- _To do_: Return, from the material below, each line in which the word "awning" is present.

╭─ Excerpted data

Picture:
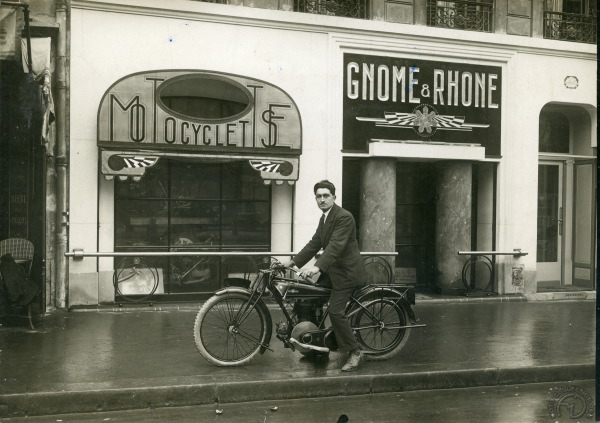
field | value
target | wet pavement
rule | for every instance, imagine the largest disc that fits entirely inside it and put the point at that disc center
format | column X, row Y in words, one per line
column 526, row 403
column 146, row 357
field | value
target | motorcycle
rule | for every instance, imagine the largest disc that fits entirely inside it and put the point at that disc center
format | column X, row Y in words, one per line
column 235, row 324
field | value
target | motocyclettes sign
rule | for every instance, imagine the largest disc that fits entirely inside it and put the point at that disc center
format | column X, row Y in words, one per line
column 418, row 100
column 200, row 111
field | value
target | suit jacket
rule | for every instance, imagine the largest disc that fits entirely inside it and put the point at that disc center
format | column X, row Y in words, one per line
column 341, row 258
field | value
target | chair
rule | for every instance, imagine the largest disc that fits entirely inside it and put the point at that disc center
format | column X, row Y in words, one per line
column 21, row 251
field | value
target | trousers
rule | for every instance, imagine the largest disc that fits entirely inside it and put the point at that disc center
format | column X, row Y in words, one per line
column 339, row 321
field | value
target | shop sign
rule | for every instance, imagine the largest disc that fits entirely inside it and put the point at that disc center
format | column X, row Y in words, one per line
column 199, row 111
column 419, row 100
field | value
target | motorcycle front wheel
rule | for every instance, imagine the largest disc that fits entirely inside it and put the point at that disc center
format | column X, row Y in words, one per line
column 226, row 334
column 379, row 329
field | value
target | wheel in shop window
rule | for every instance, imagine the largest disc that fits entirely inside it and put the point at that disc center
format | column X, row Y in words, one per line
column 135, row 280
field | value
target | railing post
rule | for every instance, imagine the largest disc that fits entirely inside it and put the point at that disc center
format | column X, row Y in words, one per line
column 537, row 19
column 378, row 10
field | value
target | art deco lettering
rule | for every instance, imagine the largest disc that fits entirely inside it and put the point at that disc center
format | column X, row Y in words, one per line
column 200, row 111
column 417, row 100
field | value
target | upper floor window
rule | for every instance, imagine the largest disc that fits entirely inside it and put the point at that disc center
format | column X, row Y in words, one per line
column 474, row 15
column 349, row 8
column 571, row 20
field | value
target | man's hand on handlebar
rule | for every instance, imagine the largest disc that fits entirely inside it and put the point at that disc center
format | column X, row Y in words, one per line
column 309, row 272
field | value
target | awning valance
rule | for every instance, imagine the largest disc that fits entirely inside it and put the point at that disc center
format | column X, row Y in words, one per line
column 125, row 164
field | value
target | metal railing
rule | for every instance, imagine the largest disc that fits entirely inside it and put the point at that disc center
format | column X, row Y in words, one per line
column 480, row 259
column 465, row 15
column 138, row 276
column 571, row 27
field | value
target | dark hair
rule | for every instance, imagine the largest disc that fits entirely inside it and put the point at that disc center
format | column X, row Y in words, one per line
column 325, row 184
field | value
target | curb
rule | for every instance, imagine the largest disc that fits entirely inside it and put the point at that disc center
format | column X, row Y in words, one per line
column 65, row 402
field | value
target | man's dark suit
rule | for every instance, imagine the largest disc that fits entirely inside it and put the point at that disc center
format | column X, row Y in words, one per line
column 341, row 260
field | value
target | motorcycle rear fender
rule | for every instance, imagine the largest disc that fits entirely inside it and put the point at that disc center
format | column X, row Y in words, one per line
column 405, row 294
column 261, row 304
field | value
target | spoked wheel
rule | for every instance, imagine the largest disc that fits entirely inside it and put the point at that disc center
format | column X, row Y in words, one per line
column 228, row 334
column 378, row 329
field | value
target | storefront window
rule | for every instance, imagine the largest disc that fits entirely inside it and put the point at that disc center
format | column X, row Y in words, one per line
column 187, row 206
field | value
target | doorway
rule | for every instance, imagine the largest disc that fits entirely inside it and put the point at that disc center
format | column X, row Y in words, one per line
column 566, row 220
column 550, row 223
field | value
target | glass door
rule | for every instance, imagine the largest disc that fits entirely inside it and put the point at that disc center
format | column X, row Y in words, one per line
column 550, row 223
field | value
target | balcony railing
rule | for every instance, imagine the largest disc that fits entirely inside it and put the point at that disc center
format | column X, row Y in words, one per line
column 465, row 15
column 570, row 27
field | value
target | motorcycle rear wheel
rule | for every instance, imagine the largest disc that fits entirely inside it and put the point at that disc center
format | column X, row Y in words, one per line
column 379, row 337
column 224, row 341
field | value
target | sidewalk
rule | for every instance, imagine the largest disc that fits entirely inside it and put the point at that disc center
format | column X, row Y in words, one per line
column 146, row 357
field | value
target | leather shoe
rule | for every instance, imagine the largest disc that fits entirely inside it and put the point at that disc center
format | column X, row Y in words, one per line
column 353, row 361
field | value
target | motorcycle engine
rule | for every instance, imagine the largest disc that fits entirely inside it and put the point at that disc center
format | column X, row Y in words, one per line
column 301, row 333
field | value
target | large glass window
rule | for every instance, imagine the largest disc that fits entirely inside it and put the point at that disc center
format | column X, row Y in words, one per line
column 191, row 206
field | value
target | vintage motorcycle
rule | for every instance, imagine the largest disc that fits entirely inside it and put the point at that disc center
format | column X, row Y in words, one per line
column 234, row 325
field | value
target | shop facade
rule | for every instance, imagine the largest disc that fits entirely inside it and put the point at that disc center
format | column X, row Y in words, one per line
column 203, row 127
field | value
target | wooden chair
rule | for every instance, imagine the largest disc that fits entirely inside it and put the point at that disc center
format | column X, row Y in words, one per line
column 21, row 249
column 22, row 252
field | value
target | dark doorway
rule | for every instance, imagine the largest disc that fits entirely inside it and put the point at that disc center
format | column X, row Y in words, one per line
column 415, row 224
column 22, row 163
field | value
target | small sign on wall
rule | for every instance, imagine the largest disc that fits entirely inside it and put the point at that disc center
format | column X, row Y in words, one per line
column 405, row 275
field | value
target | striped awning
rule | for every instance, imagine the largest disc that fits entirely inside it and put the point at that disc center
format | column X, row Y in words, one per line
column 133, row 164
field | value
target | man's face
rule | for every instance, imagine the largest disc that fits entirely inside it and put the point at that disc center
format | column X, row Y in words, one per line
column 324, row 199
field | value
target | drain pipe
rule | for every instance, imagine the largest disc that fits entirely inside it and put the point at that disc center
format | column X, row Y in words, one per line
column 61, row 276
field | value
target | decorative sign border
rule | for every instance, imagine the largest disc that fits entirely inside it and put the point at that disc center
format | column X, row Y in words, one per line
column 131, row 113
column 419, row 100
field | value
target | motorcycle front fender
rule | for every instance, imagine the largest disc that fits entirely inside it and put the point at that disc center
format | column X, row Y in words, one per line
column 259, row 304
column 233, row 289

╰─

- _Task answer_:
target | awning valance
target | striped awning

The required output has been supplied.